● Source passage
* BEGIN *

A Tutorial on People Analytics Using R – Clustering
We recently published an article titled “A Beginner’s Guide to Machine Learning for HR Practitioners” where we touched on the three broad types of Machine Learning (ML); reinforcement, supervised, and unsupervised learning. In this follow-up article, we will explore unsupervised ML in more depth. We will demonstrate, how we use cluster analysis, a subset of unsupervised ML, to identify similarities, patterns, and relationships in datasets intelligently (like humans – but faster or more accurately) – and we have included some practical code examples written in R. Let’s get started!
Cluster Analysis in HR
The objective we aim to achieve is an understanding of factors associated with employee turnover within our data. To do this, we form clusters based on a set of employee variables (i.e., Features) such as age, marital status, role level, and so on. The clusters help us better understand the many attributes that may be associated with turnover, and whether there are distinct clusters of employees that are more susceptible to turnover. This last insight can facilitate the personalizing of the employee experience at scale by determining whether current HR policies are serving the employee clusters identified in the analysis, as opposed to using a one size fits all approach.

* END *

● Data listing
* BEGIN *

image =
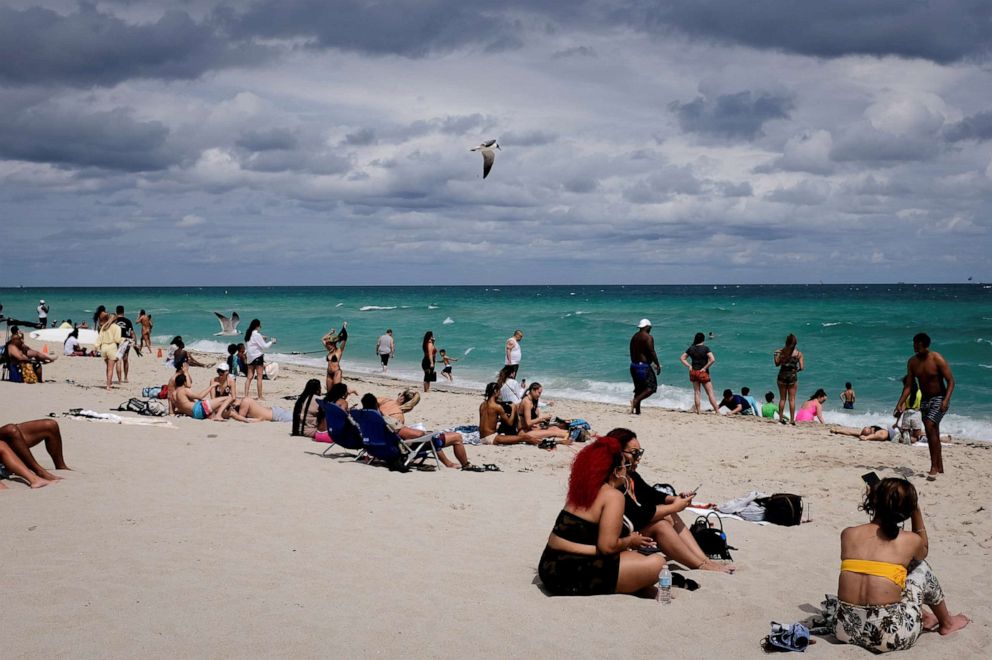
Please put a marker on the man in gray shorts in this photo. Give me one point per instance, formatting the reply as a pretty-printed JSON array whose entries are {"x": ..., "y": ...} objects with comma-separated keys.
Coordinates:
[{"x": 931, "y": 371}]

* END *
* BEGIN *

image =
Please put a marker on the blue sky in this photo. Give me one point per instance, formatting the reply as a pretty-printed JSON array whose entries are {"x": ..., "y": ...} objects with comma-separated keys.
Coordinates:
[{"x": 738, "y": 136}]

* END *
* BEGIN *

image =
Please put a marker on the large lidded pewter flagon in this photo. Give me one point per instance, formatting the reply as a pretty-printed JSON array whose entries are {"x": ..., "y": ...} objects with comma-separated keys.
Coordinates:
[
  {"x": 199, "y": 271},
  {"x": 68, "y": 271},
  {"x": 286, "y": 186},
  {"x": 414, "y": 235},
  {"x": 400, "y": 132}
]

* END *

● Task statement
Continue the tutorial on people analytics clustering in R, starting after its last sentence.

● Exercise response
1. Importing the Data
We begin by importing the R libraries we will need for the analysis. The dataset we have used for our example is publicly available – it’s the IBM Attrition dataset. You can download it here if you would like to follow along.
suppressPackageStartupMessages({
library(tidyverse) # data workhorse
library(readxl) # importing xlsx files
library(correlationfunnel) # rapid exploratory data analysis
library(cluster) # calculating gower distance and PAM
library(Rtsne) # dimensionality reduction and visualization
library(plotly) # interactive graphing
})
set.seed(175) # reproducibility
hr_data_tbl <- read_xlsx("~/Desktop/R/Clustering/Data/datasets_1067_1925_WA_Fn-UseC_-HR-Employee-Attrition.xlsx")
2. Selecting Variables for Clustering
Under normal circumstances, we would spend time exploring the data – examining variables and their data types, visualizing descriptive analyses (e.g., single variable and two variable analyses), understanding distributions, performing transformations if needed, and treating missing values and outliers.
However, for the sake of simplicity, we will skip this and instead just calculate the correlation between attrition and each variable in the dataset. Those variables with a correlation of greater than 0.1 will be included in the analysis. This is useful for several reasons, but most importantly to decide which variables to include for our cluster analysis.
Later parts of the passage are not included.